Exercise brief
Continue the news article about children in care homes at Christmas, picking up after its final paragraph.

Passage for review
※

Away from their families: Brighten up a bleak Christmas for care homes’ children

The POST spoke to caregivers of some organisations about how these children would spend the festive season

The Phoenix Child Welfare held a party for more than 100 children at the Phoenix Children’s Centre. This facility, sponsored by the Goldrush Foundation, will comprise a charity shop, an event hall, a skills development centre, a toy library, and a therapy centre. Picture: Supplied

Published Dec 21, 2023


Many children from financially destitute families will spend this Christmas at homes and orphanages across the country.

The POST spoke to caregivers of some of these organisations about how these children would spend the festive season away from the families.

Aroona Chetty, the director of Phoenix Child Welfare, said they had eight children in permanent care at the Phoenix Children’s Home.

“No child chooses to grow up bereft of parents, their natural carers. One of the most heartbreaking statistics shows that minors are spending their childhood in institutional care. Sadly, at least 50% are not orphans, but from financially destitute families who are unable to care for them.

“As much as we want these children to be with their families, there are some factors that hinder this process. These include family issues that are not resolved. Some children come from abusive homes and cannot go back as their parents have not yet been rehabilitated. Children from other homes are also accommodated at our children’s home as they don’t have families to go to.

“When children cannot be with their family, their emotions include but are not limited to sadness, loneliness, rejection, etc. We try to fill in the gap by taking the children on outings, putting together parties, buying them toys, new clothes, shoes, etc.,” said Chetty.

“This festive season we will be hosting three children from other children’s homes as they do not have families to go to for the holidays. We try our best not to leave children alone during the holidays as it adds to their trauma.”

※

Natural-language descriptions of regions

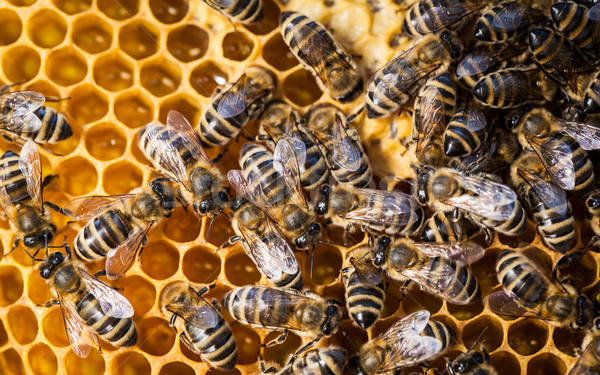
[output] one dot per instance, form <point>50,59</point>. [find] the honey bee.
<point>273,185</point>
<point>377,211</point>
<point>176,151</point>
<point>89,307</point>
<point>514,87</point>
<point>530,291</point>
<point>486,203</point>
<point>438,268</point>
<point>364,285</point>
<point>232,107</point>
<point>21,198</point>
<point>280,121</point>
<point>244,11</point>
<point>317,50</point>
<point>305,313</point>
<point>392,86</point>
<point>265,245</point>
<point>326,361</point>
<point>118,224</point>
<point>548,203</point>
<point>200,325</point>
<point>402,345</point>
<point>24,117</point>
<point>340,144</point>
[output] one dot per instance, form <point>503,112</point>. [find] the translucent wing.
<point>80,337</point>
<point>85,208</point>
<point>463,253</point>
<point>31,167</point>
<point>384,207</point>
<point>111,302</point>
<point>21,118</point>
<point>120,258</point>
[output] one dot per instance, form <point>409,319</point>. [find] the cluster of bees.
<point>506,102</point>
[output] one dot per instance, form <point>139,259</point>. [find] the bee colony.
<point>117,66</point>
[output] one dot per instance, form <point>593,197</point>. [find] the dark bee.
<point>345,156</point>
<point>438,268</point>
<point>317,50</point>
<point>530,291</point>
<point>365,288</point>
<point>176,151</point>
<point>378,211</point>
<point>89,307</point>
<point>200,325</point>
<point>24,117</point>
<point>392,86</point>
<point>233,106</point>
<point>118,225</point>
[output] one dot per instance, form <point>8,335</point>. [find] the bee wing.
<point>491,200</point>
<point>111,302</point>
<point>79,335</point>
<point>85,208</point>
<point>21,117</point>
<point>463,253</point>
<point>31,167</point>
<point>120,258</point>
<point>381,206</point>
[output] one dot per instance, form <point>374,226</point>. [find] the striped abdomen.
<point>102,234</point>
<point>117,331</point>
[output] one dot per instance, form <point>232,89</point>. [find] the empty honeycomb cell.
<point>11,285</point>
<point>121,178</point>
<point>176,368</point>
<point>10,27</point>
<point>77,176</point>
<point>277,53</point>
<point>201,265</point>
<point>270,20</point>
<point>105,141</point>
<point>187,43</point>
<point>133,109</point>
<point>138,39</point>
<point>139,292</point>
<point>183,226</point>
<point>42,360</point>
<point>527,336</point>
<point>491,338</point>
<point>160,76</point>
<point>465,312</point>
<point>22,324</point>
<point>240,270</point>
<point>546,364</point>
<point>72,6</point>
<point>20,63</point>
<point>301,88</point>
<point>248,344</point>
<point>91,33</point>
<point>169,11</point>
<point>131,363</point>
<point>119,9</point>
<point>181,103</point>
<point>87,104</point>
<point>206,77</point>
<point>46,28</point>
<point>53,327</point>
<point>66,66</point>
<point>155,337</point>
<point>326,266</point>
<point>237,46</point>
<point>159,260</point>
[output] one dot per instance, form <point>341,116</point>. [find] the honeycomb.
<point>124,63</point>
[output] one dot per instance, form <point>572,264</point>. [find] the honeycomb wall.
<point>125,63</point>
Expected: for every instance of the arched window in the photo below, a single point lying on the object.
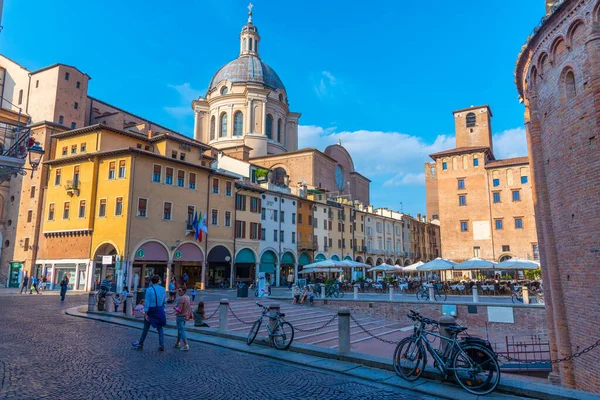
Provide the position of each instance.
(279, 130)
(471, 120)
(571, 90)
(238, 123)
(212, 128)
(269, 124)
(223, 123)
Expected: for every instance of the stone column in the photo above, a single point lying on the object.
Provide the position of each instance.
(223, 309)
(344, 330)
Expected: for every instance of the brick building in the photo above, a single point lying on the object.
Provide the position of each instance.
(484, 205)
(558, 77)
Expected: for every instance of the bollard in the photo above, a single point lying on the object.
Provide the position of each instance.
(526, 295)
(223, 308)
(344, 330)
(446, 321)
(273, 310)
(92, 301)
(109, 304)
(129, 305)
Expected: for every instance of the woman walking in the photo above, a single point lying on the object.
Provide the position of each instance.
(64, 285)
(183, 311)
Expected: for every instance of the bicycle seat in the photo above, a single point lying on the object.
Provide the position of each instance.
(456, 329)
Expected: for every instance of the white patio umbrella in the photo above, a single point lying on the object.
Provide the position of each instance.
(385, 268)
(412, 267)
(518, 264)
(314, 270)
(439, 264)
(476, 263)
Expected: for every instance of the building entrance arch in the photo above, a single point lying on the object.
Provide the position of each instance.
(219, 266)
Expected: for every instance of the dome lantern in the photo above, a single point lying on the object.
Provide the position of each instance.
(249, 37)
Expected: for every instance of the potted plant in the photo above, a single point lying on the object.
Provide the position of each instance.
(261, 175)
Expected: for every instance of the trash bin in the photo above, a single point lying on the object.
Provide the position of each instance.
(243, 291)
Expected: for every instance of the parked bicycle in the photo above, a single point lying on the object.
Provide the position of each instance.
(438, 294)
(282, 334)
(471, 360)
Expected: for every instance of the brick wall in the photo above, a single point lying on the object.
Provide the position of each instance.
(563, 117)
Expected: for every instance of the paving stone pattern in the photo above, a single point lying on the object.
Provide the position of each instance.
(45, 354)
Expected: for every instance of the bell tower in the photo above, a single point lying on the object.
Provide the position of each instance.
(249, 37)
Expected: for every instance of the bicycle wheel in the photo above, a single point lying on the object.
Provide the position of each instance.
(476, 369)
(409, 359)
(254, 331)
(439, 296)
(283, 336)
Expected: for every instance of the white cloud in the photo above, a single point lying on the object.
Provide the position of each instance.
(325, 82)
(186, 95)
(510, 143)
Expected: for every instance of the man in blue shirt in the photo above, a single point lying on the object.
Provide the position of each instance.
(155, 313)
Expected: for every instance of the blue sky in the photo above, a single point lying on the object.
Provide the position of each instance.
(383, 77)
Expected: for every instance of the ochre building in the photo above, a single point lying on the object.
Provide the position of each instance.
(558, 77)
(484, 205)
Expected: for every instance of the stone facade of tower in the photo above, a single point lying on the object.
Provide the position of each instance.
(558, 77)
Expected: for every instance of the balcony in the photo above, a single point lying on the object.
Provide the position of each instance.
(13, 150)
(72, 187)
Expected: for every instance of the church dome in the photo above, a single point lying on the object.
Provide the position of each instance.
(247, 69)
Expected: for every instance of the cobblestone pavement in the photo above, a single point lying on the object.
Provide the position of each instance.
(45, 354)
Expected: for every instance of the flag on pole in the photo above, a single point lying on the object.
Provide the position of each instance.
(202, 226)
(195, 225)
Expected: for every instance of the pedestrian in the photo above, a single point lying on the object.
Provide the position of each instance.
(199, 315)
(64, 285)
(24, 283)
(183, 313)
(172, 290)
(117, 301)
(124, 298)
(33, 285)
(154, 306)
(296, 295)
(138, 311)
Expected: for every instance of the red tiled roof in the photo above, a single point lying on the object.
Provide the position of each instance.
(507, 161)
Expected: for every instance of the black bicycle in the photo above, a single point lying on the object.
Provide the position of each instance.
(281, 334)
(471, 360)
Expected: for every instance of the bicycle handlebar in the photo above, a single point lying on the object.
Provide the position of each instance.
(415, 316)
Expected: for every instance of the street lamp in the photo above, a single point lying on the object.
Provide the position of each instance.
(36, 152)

※

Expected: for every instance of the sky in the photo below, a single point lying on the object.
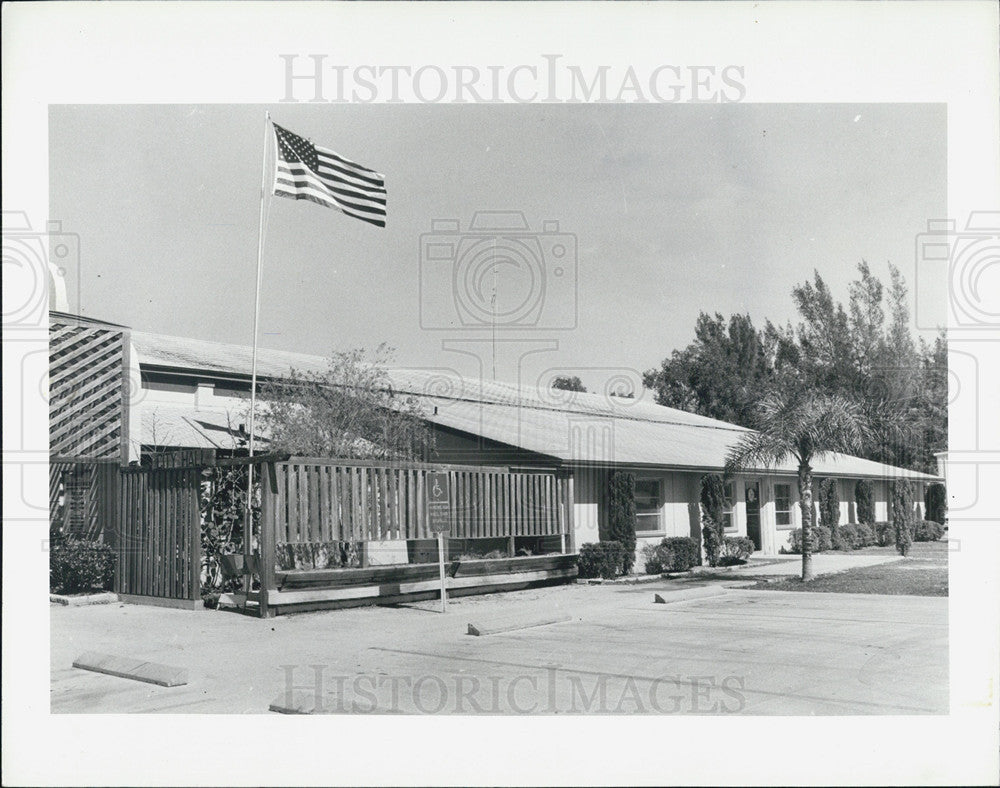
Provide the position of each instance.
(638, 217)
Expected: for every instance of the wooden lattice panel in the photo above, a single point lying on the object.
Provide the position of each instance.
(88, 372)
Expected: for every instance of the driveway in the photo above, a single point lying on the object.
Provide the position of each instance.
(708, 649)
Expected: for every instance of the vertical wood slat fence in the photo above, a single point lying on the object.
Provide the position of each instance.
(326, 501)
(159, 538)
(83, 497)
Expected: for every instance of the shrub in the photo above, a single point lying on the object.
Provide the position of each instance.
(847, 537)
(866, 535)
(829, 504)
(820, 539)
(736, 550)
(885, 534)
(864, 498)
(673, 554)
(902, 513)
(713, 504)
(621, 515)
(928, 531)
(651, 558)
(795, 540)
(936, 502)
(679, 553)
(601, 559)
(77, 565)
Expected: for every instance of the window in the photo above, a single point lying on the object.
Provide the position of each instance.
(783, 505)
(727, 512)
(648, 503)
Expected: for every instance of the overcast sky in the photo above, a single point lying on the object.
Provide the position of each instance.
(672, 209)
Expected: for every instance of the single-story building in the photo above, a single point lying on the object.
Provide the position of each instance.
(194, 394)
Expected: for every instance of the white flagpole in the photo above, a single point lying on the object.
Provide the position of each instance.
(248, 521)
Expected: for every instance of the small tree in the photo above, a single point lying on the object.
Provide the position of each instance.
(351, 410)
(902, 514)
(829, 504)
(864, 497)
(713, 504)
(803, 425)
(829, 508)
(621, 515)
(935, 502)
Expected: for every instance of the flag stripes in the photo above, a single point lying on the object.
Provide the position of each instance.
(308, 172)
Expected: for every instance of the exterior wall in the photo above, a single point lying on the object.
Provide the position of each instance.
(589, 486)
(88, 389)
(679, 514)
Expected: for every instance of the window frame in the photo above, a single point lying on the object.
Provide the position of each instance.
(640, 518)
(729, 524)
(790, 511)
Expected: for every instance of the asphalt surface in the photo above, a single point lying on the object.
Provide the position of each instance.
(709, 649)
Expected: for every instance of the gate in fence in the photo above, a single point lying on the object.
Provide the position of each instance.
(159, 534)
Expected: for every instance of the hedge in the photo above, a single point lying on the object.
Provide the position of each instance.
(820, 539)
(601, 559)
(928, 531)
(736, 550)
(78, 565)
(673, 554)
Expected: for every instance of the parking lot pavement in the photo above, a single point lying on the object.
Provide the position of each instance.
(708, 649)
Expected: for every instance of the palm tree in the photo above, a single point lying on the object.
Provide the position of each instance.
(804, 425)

※

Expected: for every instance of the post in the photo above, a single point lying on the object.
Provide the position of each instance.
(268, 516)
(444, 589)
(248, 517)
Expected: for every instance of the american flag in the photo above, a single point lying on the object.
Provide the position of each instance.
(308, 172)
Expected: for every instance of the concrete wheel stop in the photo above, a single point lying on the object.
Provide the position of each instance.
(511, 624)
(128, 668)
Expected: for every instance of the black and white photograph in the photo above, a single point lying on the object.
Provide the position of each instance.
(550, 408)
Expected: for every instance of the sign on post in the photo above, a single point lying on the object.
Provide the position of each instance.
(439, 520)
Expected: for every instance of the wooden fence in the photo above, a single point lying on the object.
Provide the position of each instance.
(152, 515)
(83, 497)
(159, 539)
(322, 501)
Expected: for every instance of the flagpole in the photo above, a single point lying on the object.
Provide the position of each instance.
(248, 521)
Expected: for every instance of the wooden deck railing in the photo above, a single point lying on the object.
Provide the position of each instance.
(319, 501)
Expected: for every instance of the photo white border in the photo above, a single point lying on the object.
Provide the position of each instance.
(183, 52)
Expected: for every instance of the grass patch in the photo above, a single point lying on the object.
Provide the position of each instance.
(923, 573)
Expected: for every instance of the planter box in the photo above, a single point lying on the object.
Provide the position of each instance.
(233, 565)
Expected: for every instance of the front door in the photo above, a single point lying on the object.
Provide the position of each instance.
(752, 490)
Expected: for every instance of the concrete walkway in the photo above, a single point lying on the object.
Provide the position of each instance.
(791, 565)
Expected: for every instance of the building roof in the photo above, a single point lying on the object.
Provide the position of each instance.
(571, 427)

※

Answer space
She said they had volunteers who assisted the children daily and those who went to the home to spend time with the children.

“The last few years have been particularly harsh on children. With the pandemic pushing more families into poverty, many abandoned their children as they lost the means to take care of them. Many others lost one or both parents to Covid and most of these children have ended up in childcare institutions lost, frightened and deeply traumatised. The pandemic also caused a backlog in adoptions and a reduction in foster carers. This has increased the number of children per home, putting pressure on an already stretched budget.”

There are few areas where the Phoenix Children’s Home could use some help. Their operational cost for the month is R60 000 and they are in need of assistance with tiling, painting, computer and toys, among others. For more information, call Chetty at 031 500 3671 or 079 525 9026.

– St Monica's Children's Home is situated on the Bluff, south of Durban. The home’s director, Althea Daniels, said their children get to visit host families (unrelated families that have been screened), or extended families (like a granny or aunt).

“Some get to be with their parents, if possible. However, there are a handful that remain behind which is very sad. The children have to deal with feelings of sadness, hurt and rejection as they miss their families. Many do not vocalise their feelings.”

There are 84 children in the care of St Monica’ home. Over the festive period, about 40 children remain at the home, but this varies annually.

Daniels said volunteers were also few.

“The culture of volunteerism has dropped significantly. We definitely do not have that many people volunteering. Our protocol around volunteers is strict as we work with children, so police clearance is a requirement. We don’t mind females between the ages of 18 to 35 years, but a volunteer form will have to be completed.”

If you can help the home spread some cheer this festive season or if you want to find out more about volunteering, call 031 468 8656.

– In Chatsworth, the ABH Bhai Rambharos Children’s Home has 102 children in its care. About 70% of these children remain at the home during the festive period.

Amraj Dursan, the marketing officer for the ABH, said: “Some of the children at our home are orphaned and have no family to visit during the holidays. They remain with us and we provide entertainment programmes and outings to bring joy to them during a time when the loneliness they are faced with is heightened.”